+++ Fragmento del documento +++

El resultado: proveedores de servicios
financieros que lucen modernos, pero que siguen operando con infraestructuras
que ya no responden a los hábitos ni a las exigencias de los usuarios actuales.
Plataformas que, aunque visualmente atractivas, no logran acompañar la fluidez
que hoy se espera de cualquier operación financiera.
Porque el verdadero diferencial
competitivo no radica solo en la estética o en la velocidad de carga de una
app. Está en la capacidad de conectar, mover y procesar dinero de manera
fluida, interoperable y en tiempo real. Está, precisamente, en la transacción.
Y ese cambio de paradigma —de lo digital a
lo transaccional— exige mucho más que una capa de pintura brillante. Requiere dar
la bienvenida a múltiples rieles de pago, integrar APIs abiertas, y rediseñar
la arquitectura bancaria desde la lógica del dato y no del canal. Es un salto
complejo, pero inevitable.

+++

Por favor, repite textualmente el fragmento sobre la banca transaccional entre "El resultado: proveedores" y "en la transacción.", ambos incluidos.

+++ Extractos de registros +++

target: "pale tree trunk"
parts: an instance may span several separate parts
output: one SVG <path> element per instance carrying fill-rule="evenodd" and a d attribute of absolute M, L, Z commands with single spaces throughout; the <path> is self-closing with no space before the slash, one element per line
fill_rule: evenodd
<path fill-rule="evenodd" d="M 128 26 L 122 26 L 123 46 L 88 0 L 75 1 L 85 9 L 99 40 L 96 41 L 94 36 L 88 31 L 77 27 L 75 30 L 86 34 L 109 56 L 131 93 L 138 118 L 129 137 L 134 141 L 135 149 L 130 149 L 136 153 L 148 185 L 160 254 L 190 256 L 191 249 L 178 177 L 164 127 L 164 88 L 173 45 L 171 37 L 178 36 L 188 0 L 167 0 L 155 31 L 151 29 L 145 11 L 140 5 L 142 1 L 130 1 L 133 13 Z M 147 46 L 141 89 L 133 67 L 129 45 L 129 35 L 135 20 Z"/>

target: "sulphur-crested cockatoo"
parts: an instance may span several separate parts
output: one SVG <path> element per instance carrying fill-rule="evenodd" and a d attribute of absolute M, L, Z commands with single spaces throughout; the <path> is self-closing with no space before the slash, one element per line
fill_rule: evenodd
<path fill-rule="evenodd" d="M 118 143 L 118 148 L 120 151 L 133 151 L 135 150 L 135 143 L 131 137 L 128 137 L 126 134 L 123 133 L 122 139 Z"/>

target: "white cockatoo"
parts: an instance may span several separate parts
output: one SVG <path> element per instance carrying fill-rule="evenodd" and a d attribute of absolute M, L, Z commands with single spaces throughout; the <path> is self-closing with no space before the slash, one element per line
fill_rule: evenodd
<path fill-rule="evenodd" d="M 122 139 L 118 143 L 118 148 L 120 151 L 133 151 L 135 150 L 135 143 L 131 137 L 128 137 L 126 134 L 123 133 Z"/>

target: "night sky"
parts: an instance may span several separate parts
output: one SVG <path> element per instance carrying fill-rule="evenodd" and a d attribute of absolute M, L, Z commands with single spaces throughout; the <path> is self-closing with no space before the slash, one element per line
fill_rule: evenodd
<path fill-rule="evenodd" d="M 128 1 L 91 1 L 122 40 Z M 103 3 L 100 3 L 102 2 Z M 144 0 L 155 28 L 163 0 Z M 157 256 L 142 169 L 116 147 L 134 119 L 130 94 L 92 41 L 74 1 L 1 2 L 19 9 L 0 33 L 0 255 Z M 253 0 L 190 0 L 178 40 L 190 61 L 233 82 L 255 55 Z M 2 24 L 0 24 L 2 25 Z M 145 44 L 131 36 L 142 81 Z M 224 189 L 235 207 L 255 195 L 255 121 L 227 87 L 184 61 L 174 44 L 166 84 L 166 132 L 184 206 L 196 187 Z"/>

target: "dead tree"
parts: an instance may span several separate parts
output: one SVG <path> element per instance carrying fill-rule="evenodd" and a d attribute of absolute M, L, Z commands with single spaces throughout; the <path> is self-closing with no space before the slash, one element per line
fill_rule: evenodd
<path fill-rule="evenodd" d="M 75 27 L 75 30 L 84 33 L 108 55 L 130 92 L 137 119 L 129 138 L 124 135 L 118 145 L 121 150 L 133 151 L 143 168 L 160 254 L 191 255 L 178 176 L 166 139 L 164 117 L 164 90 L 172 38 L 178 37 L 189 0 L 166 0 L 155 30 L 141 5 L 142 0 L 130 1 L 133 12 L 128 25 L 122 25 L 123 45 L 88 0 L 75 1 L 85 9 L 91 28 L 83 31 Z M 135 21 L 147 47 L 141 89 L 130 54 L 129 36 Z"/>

+++

Casilla de respuesta
El resultado: proveedores de servicios
financieros que lucen modernos, pero que siguen operando con infraestructuras
que ya no responden a los hábitos ni a las exigencias de los usuarios actuales.
Plataformas que, aunque visualmente atractivas, no logran acompañar la fluidez
que hoy se espera de cualquier operación financiera.
Porque el verdadero diferencial
competitivo no radica solo en la estética o en la velocidad de carga de una
app. Está en la capacidad de conectar, mover y procesar dinero de manera
fluida, interoperable y en tiempo real. Está, precisamente, en la transacción.